Starting with the line containing "[locate] cake stand pedestal" and going on through the end of the data, rewrite every line, requests included, with each x and y coordinate in the answers multiplied by 0.7 and rounded to a whole number, halves rounded up. Leave the requests unchanged and give only those lines.

■ ■ ■ ■ ■

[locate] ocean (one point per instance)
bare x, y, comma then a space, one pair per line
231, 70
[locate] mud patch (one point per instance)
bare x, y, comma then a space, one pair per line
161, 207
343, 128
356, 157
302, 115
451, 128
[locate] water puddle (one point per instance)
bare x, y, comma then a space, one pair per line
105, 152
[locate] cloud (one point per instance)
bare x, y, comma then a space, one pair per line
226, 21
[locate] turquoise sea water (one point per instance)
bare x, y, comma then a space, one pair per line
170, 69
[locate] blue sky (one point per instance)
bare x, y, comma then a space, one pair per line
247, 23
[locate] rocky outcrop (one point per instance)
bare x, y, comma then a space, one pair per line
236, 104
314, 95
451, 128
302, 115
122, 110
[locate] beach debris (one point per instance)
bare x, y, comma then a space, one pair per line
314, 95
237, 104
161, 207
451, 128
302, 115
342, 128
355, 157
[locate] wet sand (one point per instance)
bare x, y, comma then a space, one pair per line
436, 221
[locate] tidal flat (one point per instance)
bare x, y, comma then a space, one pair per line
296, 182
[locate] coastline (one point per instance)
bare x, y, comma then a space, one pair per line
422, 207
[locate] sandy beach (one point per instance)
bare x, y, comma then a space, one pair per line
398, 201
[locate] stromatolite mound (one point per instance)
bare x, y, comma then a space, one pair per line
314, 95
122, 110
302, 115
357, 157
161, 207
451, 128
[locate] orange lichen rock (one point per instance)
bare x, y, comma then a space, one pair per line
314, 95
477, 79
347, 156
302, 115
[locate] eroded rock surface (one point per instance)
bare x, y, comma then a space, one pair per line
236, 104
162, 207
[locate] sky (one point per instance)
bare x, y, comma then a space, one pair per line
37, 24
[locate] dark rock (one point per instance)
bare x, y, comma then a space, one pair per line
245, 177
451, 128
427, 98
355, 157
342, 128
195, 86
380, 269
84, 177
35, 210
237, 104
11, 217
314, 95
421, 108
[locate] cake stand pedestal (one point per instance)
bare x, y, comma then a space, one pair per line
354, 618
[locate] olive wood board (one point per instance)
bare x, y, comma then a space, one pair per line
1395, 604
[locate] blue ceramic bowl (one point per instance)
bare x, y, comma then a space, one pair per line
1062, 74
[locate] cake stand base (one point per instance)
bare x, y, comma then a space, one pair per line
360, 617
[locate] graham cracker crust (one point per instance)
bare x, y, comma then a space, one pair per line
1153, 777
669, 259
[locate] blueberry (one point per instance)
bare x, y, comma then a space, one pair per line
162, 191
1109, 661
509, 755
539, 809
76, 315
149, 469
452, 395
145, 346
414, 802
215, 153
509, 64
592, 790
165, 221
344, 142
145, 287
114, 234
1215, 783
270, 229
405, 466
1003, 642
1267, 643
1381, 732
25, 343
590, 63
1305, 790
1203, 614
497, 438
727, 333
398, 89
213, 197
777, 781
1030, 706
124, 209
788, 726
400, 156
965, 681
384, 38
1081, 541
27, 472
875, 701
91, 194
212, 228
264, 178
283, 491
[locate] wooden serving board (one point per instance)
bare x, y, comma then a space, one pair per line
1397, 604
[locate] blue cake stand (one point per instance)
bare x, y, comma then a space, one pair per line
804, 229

■ ■ ■ ■ ■

> WORKED SOLUTION
[locate] cake stand pedestal (one point per instance)
bare x, y, comma then a space, one pair per line
248, 433
[locate] olive wood board (one point per instance)
bare x, y, comma then a space, one pair per line
977, 423
[locate] blue ceramic bowl (one point per instance)
bare x, y, comma then a space, one pair per line
743, 52
[locate] cake stand base (one point per instance)
bare x, y, comma then a space, one pair per line
252, 432
[locate] graham cracker crust (one point per instance)
bare x, y, comma then a space, one pair per line
807, 544
468, 181
[locate] blueberry (one point per instance)
bare x, y, comma then a space, one pair per line
113, 134
776, 463
356, 529
377, 566
53, 221
104, 328
316, 277
102, 242
290, 561
151, 107
356, 45
414, 553
116, 155
241, 99
102, 201
80, 164
851, 548
189, 160
284, 326
702, 449
887, 450
967, 512
18, 240
413, 44
914, 553
842, 430
348, 307
509, 233
279, 62
149, 138
544, 547
721, 494
87, 146
552, 508
280, 109
676, 477
269, 27
757, 379
19, 330
613, 491
64, 136
148, 160
185, 125
198, 344
[locate] wooden serving board (one point per instance)
bare x, y, comma then a space, one pair per line
978, 423
[locate] blue cake stand (one point per instance)
bare x, y, comma then a space, one pair per line
563, 160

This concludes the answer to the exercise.